--- EXCERPT PROVIDED ---

The American Academy of Pediatrics (AAP) has changed its recommendations regarding child safety seats last month. The updated recommendations may not have much impact on how some parents secure their children while riding in a vehicle. However, some parents may want to take specific notice of the recommendation to continue the use of rear-facing car seats for as long as possible.
Rear-Facing Car Seats vs. Front-Facing Car Seats
The AAP previously recommended that all children stay in rear-facing car seats until they reached the age of 2 years. In a rear-facing car seat, the child’s head is much better supported during a car crash. When a child is in a front-facing car seat, there is a significant danger that the child’s head could be thrown forward causing neck, head, and spine injuries. However, the rear-facing car seat cradles the child’s neck, spine, and head. In addition, the car seat absorbs most of the force caused by the impact of a collision.
The recommendation that a child remains in a rear-facing car seat until he or she reaches the age of two years was based on a study that found lower risks of injury for children in rear-facing car seats. However, the original data was questioned and re-analyzed. The AAP concluded that there was not enough data to determine an age-specific designation for transitioning a child into a front-facing car seat.
Therefore, the AAP has updated its original recommendations to remove the age restrictions for rear-facing car seats. It is now recommended that children ride in rear-facing car seats for as long as possible. Because many car seat manufacturers have created car seats that accommodate older toddlers who weigh up to forty pounds, it is possible for many children to continue to use rear-facing car seats after they turn two years old.
Parents should carefully read the manufacturer’s instructions regarding the height and weight limits. Once a child exceeds the height and weight limits for the car seat, a new car seat is required. However, science suggests that keeping your child in a rear-facing car seat until he or she exceeds the maximum weight or height limits for those rear-facing seats is the best way to protect your child during a car accident.
Texas Laws Regarding Car Seats and Child Safety Restraints
Texas seat belt laws require that all drivers and passengers wear a seat belt or use a safety seat when the car is in motion. For children, safety seat laws are based on the height, weight, and age of a child. A child must be secured in a safety seat system until the child reaches the age of eight years or exceeds a height of four feet and nine inches. All children should remain in the back seat of a vehicle until they are 13 years of age.
While there is not a specific law that states a child must be in a rear-facing car seat until a specific age, state regulations do require that you follow all the manufacturer’s instructions for placement of the car seat in the vehicle. With the new AAP recommendations, it appears that the safest position for a child is in a rear-facing car seat until the child exceeds the maximum height and weight limits for a rear-facing seat.
AAP Recommendations for Car Safety Systems
The AAP currently recommends that children remain in rear-facing car seats until they exceed the maximum height or weight restrictions, regardless of the age of the child. Once a child exceeds the maximum height and weight restrictions for a rear-facing car seat, the child can be transitioned into a front-facing car seat with a harness. It is recommended that a child remains in a car seat until the child exceeds the maximum height and weight limits for a car seat.

---

» **PROMPT 1**: From the car seat article, quote the passage between "Therefore, the AAP" and "two years old.", inclusive.
» **PROMPT 2**: Give every section heading in the car seat article.

--- EXTRACTED ENTRIES ---

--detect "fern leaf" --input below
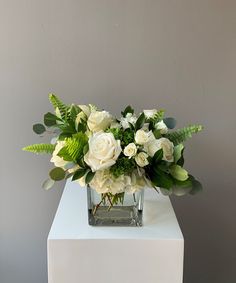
[165,125,203,145]
[58,132,88,162]
[49,93,69,119]
[151,109,165,124]
[22,143,55,154]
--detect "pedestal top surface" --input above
[48,180,183,240]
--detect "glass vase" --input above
[87,186,144,226]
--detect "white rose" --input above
[50,141,68,167]
[120,113,137,129]
[155,120,168,134]
[78,105,91,117]
[134,152,149,167]
[88,111,112,132]
[124,142,137,158]
[84,132,122,172]
[143,109,157,118]
[144,138,174,162]
[135,129,155,145]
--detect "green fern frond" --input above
[151,109,165,124]
[58,132,88,162]
[49,93,69,119]
[165,125,203,145]
[22,143,55,154]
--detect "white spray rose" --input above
[50,141,68,168]
[135,129,155,145]
[84,131,122,172]
[124,142,137,158]
[120,113,137,129]
[134,152,149,167]
[88,111,112,132]
[155,120,168,134]
[144,138,174,162]
[143,109,157,118]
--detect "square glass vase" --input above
[87,186,144,227]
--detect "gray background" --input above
[0,0,236,283]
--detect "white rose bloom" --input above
[124,142,137,158]
[120,113,137,129]
[135,129,155,145]
[88,111,112,132]
[155,120,168,134]
[50,141,68,168]
[134,152,149,167]
[144,138,174,162]
[143,109,157,118]
[78,105,91,117]
[84,131,122,172]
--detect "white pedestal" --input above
[48,181,184,283]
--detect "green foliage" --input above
[110,157,136,178]
[22,143,55,154]
[49,167,66,181]
[58,132,88,162]
[121,105,134,117]
[163,117,177,129]
[165,125,203,145]
[44,112,59,127]
[150,109,165,124]
[106,128,123,140]
[121,129,134,146]
[49,93,69,119]
[33,124,46,135]
[72,168,87,181]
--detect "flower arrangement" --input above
[23,94,203,206]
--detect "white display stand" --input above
[48,181,184,283]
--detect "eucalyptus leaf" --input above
[42,179,55,190]
[33,124,46,135]
[49,167,66,181]
[169,165,188,181]
[163,117,176,129]
[85,171,95,184]
[72,169,87,181]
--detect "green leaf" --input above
[42,179,55,191]
[165,125,203,145]
[169,165,188,181]
[72,169,87,181]
[121,105,134,117]
[174,143,184,165]
[33,124,46,135]
[44,112,59,127]
[150,169,173,189]
[135,113,145,131]
[163,117,176,129]
[85,171,96,184]
[49,93,69,120]
[49,167,66,181]
[22,143,55,154]
[152,148,163,164]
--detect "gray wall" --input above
[0,0,236,283]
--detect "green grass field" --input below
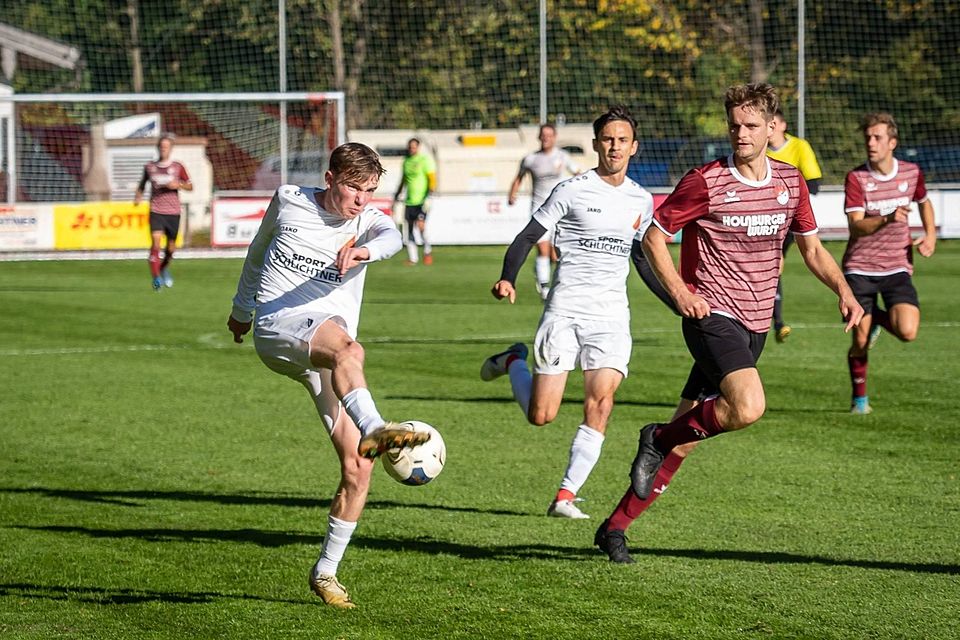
[0,242,960,640]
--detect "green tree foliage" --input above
[7,0,960,182]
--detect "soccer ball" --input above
[381,420,447,486]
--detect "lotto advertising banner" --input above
[0,204,54,251]
[211,190,960,247]
[210,198,270,247]
[53,202,183,249]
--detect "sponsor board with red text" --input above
[0,204,54,251]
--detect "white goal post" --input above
[0,91,346,204]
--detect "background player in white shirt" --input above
[507,124,580,300]
[480,107,653,518]
[227,143,425,608]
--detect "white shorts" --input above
[533,313,633,378]
[253,314,347,434]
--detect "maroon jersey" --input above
[843,158,927,276]
[137,160,190,215]
[653,157,817,333]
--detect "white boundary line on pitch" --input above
[0,322,960,357]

---

» **TASK ANSWER 1**:
Therefore, the AAP has updated its original recommendations to remove the age restrictions for rear-facing car seats. It is now recommended that children ride in rear-facing car seats for as long as possible. Because many car seat manufacturers have created car seats that accommodate older toddlers who weigh up to forty pounds, it is possible for many children to continue to use rear-facing car seats after they turn two years old.

» **TASK ANSWER 2**:
Rear-Facing Car Seats vs. Front-Facing Car Seats
Texas Laws Regarding Car Seats and Child Safety Restraints
AAP Recommendations for Car Safety Systems